Top of TEXT SECTION

In a preferred embodiment, the method includes administering to a wound an effective amount of: laminin 15, laminin 14, or a combination thereof.
Still another feature of the invention provides a method of promoting a condition, e.g., promoting retina inter-photoreceptor matrix stability; promoting the production, stability, and/or development of a retina photoreceptor or an element thereof, e.g., outer segment, inner segment, cell body, and/or synapses; promoting retinal contact, continuity, and/or adhesion; promoting the stability of synapses; and/or promoting the formation of synapses. The method includes administering an effective amount of: laminin 15, laminin 14, or a combination thereof.
Another feature of the invention provides a method for preparing an implant. For example, a method of preparing an implantable tip, an implantable catheter, a retinal implant, a timed releasing device, a neural cell growth guide, an artificial tissue, an implant of the central nervous system, or an implant of the peripheral nervous system. The method includes contacting, e.g., coating or incubating, the implant with laminin 15. In a preferred embodiment, laminin 15, laminin 14, or combinations thereof, can be used for treatment of a damaged eye, e.g., to increase photosentivity in an eye, e.g., by implanting a tip coated with laminin 15, laminin 14, or a combination thereof, into the eye.
In a preferred embodiment, the implant is a subretinal implant, e.g., subretinal microphotodiodes, a visual prosthesis, e.g., a photoreceptive prosthesis (e.g., as reviewed in Peachey, J Rehabil Res Dev (1999) 36(4):371-6), an implant for photoreceptor replacement, a phototransistor, or a subretinally implanted microphotodiode array (MPDA) implant. Such implants are described in Zrenner et al. (1997) Ophthalmic Res 29(5):269-80; Zrenner et al. (1999) Vision Res 39(15):2555-67, or in the abstract entitled xe2x80x9cCan Subretinal Microphotodiodes Successfully Replace Degenerated hotoreceptors?xe2x80x9d submitted by E. Zrenner et al. at the Vision Research Conference held on May 9, 1998. An example of a corneal keratoprosthesis (the Aachen-Keratoprosthesis) is described in Kompa et al. (2000) Int J Artif Organs 23(5):345-8.

Bottom of TEXT SECTION
Top of COLLECTED DATA

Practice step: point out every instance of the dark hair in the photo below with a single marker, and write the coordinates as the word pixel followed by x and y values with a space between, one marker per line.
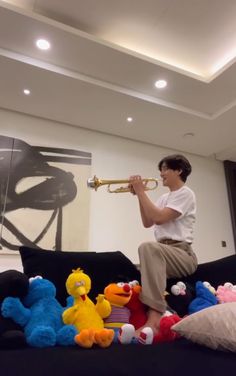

Bottom of COLLECTED DATA

## EXERCISES
A - In the text on laminin, condense the paragraph beginning "Still another feature of the invention provides a method of promoting a condition" into a short list that keeps its main facts.
B - Extend the text on laminin, starting after its final sentence.

## ANSWERS TO THE TASKS
A -
- The invention provides a method of promoting a condition, such as:
  - stability of the retina inter-photoreceptor matrix
  - production, stability, and/or development of a retina photoreceptor or an element of one (outer segment, inner segment, cell body, synapses)
  - retinal contact, continuity, and/or adhesion
  - stability of synapses
  - formation of synapses
- The method involves administering an effective amount of laminin 15, laminin 14, or a combination of the two.

B -
A method of evaluating a compound for the ability to interact with, e.g., bind, a subject laminin 15 is provided. The method includes: contacting the compound with the subject laminin 15; and evaluating ability of the compound to interact with, e.g., to bind or form a complex with the subject laminin 15. This method can be performed in vitro, e.g., in a cell free system, or in vivo. This method can be used to identify naturally occurring molecules which interact with subject laminin 15. It can also be used to find natural or synthetic inhibitors of subject laminin 15. Screening methods are discussed in more detail below.
In one embodiment, an assay is a cell-based assay in which a cell which expresses laminin 15 or biologically active portion thereof is contacted with a test compound, and the ability of the test compound to modulate laminin 15 activity is determined.
The ability of the test compound to modulate laminin 15 binding to a compound, e.g., a laminin 15 substrate, or to bind to laminin 15 can also be evaluated.
Soluble and/or membrane-bound forms of isolated proteins (e.g., laminin 15 or biologically active portions thereof can be used in the cell-free assays of the invention. When membrane-bound forms of the protein are used, it may be desirable to utilize a solubilizing agent. Examples of such solubilizing agents include non-ionic detergents such as n-octylglucoside, n-dodecylglucoside, n-dodecylmaltoside, octanoyl-N-methylglucamide, decanoyl-N-methylglucamide, Triton(copyright) X-100, Triton(copyright) X-114, Thesit(copyright), Isotridecypoly(ethylene glycol ether)n, 3-[(3-cholamidopropyl)dimethylamminio]-1-propane sulfonate (CHAPS), 3-[(3-cholamidopropyl) dimethylamminio]-2-hydroxy-1-propane sulfonate (CHAPSO), or N-dodecyl=N, N-dimethyl-3-ammonio-1-propane sulfonate.
Cell-free assays involve preparing a reaction mixture of the target gene protein and the test compound under conditions and for a time sufficient to allow the two components to interact and bind, thus forming a complex that can be removed and/or detected.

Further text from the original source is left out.